TASKS AND EXERCISES –
• a. In the immigration excerpt, rewrite the paragraph beginning "Illegal immigrants amount to more than 4 percent" as a short bulleted list that keeps its main figures.
• b. Answer these questions from the immigration excerpt, one line each:
(i) How many immigrants lived in the Chicago region at last count?
(ii) Who is the policy director of the Illinois Coalition for Immigrant and Refugee Rights?
(iii) In what year did Ricardo Munoz become a U.S. citizen?
• c. Write a continuation of the immigration excerpt, starting right after its final sentence.

GIVEN PASSAGE –

* * * * *

Without Social Security cards, illegals have trouble opening bank savings accounts and getting approved for a credit card. Many carry cash, which sometimes makes them a mark for robbers.
Some say they won't report crime to the police, fearing deportation.
They take their lumps, and go back to work.
1.5 million immigrants here
The Chicago area has been flooded with foreign-born residents. At last count, there were 1.5 million immigrants in the region, a 60 percent increase between 1990 and 2000, according to the U.S. Census Bureau.
Statewide, the foreign-born population doubled in the 1990s and increased another 24 percent since 2000. One in seven Illinois residents is an immigrant, census figures show.
It's hard to say how many of those folks are "illegals," but the Illinois Coalition for Immigrant and Refugee rights says there are nearly 500,000 illegal immigrants in the state, said ICIRR policy director Fred Tsao.
Illegal immigrants amount to more than 4 percent of the entire U.S. work force. About 25 percent of America's drywall installers, butchers, landscapers and dishwashers are illegal. And about one-fifth of all cement masons, laborers, farm hands, painters, roofers, cooks, maids and hand packers are illegal, according to the Pew Hispanic Center.
Chicago Ald. Ricardo Munoz (22nd), who was born in Mexico but became a U.S. citizen in 1987, says America's economy "lives and breathes on 'mano de obra' [hand labor]."

* * * * *

[Image-grounded pointing data]

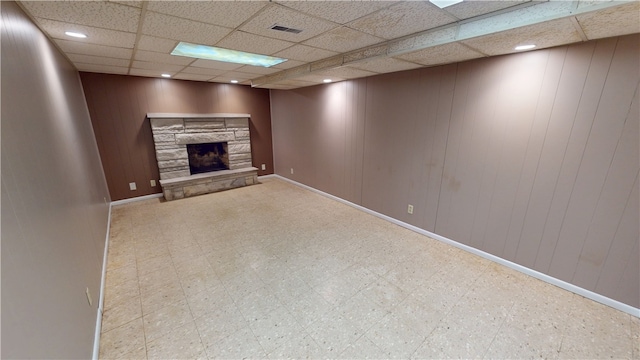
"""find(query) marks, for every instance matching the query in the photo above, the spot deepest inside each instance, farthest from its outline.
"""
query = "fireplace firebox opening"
(207, 157)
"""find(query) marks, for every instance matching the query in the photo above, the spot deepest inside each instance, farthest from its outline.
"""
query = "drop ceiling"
(339, 39)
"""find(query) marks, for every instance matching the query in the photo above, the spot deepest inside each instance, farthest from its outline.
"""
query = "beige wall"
(54, 216)
(532, 157)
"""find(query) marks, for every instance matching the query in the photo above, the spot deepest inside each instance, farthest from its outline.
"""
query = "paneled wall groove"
(531, 157)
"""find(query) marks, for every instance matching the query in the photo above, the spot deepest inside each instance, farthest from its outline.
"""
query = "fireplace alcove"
(206, 157)
(220, 150)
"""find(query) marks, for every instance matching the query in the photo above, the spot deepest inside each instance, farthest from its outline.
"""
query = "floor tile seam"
(502, 325)
(282, 345)
(355, 341)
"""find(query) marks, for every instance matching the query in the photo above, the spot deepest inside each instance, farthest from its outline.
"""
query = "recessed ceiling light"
(524, 47)
(226, 55)
(75, 34)
(444, 3)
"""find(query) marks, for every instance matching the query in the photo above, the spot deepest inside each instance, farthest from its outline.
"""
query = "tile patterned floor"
(275, 271)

* * * * *

WRITTEN RESPONSES –
• a.
- Illegal immigrants make up more than 4 percent of the entire U.S. work force.
- About 25 percent of America's drywall installers, butchers, landscapers and dishwashers are illegal.
- About one-fifth of all cement masons, laborers, farm hands, painters, roofers, cooks, maids and hand packers are illegal.
- Source: the Pew Hispanic Center.

• b.
(i) 1.5 million.
(ii) Fred Tsao.
(iii) 1987.

• c.
"If you've got good hands you'll find a job here. In the '30s and '40s it was the railroads and then steel mills in the '50s and '60s. Now immigrants are janitors, and work at restaurants," Munoz said. "Corporate America is sucking up that mano de obra that the immigrant provides."
Martin Barrios says he found success with his worker's hands and a strong constitution.
"I start from the bottom. The work is hard. Other people born in this country don't want to do that work," Barrios said.
"They would maybe work half the day I work. [Immigrants] contribute economic support to the wealth of this country. We don't take anything from anybody."
'With her, a whole different life'
Martin Barrios and his wife grew up in the same town. Araceli lived down the street. When Martin was 14, he loved her.
Martin left her behind in Mexico, but still wrote Araceli letters and called from time to time. Then she came to America, too, living with her mother in California. He visited her a few times, and then stole her away.
"It was fate. She was coming to be with me," he said.
"At first [Chicago] was all work and it was boring. With her, it was a whole different life."
They were married on New Year's Eve 1996.
Araceli was sponsored by her sister and won citizenship. Martin hired a lawyer who promised him a work permit, at the very least. But the lawyer ratted out Barrios to "la migra" -- immigration. Set to be deported, Barrios paid another lawyer $4,000 to appeal the ruling. Barrios lost. In all, he spent $32,000 trying to become a citizen.
Oct. 27 was to be Barrios' last day in America. He stayed, hoping against hope his family won't be torn apart.
With the help from the folks at Centro Sin Fronteras, an immigrant advocacy group in Pilsen, Barrios is part of a bill introduced by U.S. Rep. Bobby Rush (D-Chicago) that aims to keep 35 Illinois families with "mixed immigration status" in the country on humanitarian and family unification grounds.
The bill is being considered in a House immigration subcommittee, but has not been introduced in the Senate. Once introduced, those families will be protected from being deported pending a vote.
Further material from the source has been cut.